**Records supplied**

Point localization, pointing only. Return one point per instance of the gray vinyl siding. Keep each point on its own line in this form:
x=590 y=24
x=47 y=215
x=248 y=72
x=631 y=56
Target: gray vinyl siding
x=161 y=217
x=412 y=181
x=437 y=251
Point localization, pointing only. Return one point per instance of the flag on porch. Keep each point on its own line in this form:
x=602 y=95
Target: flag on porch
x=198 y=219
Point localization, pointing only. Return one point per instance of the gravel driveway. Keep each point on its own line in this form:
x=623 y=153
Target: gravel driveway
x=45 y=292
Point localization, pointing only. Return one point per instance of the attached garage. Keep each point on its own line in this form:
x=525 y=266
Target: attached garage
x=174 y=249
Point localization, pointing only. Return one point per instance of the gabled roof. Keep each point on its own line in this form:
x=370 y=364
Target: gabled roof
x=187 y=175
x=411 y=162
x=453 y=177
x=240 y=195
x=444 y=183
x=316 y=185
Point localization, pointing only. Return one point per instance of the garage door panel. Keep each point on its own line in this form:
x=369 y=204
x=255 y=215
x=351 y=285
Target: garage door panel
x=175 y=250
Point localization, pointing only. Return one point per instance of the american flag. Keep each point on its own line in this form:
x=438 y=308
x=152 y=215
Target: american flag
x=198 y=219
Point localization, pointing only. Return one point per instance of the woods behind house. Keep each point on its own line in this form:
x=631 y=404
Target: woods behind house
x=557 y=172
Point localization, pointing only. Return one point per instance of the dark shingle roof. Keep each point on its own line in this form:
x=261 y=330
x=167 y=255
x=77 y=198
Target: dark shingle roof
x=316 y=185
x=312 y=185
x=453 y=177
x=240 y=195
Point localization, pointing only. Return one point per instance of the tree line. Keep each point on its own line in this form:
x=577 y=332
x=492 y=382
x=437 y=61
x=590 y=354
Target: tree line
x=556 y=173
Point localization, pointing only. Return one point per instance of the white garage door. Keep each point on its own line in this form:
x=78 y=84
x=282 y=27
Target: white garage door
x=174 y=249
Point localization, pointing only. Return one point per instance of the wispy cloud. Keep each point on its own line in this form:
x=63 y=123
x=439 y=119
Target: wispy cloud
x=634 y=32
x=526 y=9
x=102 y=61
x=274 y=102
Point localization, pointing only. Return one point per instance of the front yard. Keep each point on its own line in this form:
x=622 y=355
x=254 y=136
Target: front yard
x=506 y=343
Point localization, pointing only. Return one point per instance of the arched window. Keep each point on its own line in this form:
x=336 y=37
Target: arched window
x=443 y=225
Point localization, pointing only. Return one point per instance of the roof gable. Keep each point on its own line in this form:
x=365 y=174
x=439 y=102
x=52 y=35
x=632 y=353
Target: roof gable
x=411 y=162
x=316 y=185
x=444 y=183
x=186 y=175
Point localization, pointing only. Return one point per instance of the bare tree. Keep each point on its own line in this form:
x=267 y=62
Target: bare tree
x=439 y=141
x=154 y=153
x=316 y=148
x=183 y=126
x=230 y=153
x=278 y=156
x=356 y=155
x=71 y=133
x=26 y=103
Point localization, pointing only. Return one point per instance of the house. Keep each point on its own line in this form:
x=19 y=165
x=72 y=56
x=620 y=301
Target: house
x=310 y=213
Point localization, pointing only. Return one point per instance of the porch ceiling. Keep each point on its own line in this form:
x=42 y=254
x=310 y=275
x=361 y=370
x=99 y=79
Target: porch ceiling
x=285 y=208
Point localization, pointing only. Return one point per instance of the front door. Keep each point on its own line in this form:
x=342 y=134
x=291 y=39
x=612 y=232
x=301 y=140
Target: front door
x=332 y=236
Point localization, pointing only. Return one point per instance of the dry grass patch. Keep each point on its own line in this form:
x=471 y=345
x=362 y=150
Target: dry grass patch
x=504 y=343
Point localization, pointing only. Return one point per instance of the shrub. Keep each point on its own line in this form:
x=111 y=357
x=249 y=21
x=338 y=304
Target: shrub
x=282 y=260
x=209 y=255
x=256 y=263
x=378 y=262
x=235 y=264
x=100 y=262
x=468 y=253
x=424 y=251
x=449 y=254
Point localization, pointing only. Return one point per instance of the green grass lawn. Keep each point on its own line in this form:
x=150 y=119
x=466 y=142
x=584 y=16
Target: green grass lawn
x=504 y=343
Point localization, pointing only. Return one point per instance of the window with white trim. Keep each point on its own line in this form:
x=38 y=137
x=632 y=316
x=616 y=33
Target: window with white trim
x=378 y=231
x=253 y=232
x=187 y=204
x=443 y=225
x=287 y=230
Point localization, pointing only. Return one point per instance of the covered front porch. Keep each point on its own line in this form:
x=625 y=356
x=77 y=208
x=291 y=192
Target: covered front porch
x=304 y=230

**Aim of the exercise**
Shift each answer point's x and y coordinates by adding 26, and reproduce the rows, requests included, from the line with "of the gabled" up to and including the line with "x=556 y=173". Leave the sample coordinates inside the requests unchanged.

**Complete response**
Point localization, pointing only. Return one point per instance of the gabled roof. Keep each point on its own line in this form:
x=370 y=364
Target: gabled roof
x=213 y=201
x=437 y=188
x=479 y=203
x=266 y=221
x=470 y=209
x=342 y=211
Point localization, pointing only. Return one point per instance of the garage door panel. Keep each point on its own line in this form:
x=369 y=204
x=255 y=215
x=351 y=285
Target: garage door panel
x=201 y=276
Point localization, pointing only. Return one point per instance of the american flag. Keep each point on its own line in this form:
x=438 y=308
x=152 y=215
Target: american flag
x=224 y=245
Point localization, pointing only. Return one point per instance of the woods behind house. Keep each point on its own line in this form:
x=631 y=404
Target: woods behind house
x=583 y=198
Point localization, pointing only. Return one point per instance of the dark shingle roof. Keep each point on its own line in this form:
x=261 y=330
x=167 y=255
x=77 y=198
Target: dark shingle roof
x=342 y=211
x=338 y=211
x=479 y=203
x=266 y=221
Point localization, pointing only. Return one point per instance of the tree line. Keep each point on its own line in this form:
x=577 y=332
x=492 y=382
x=437 y=61
x=590 y=354
Target: tree line
x=582 y=199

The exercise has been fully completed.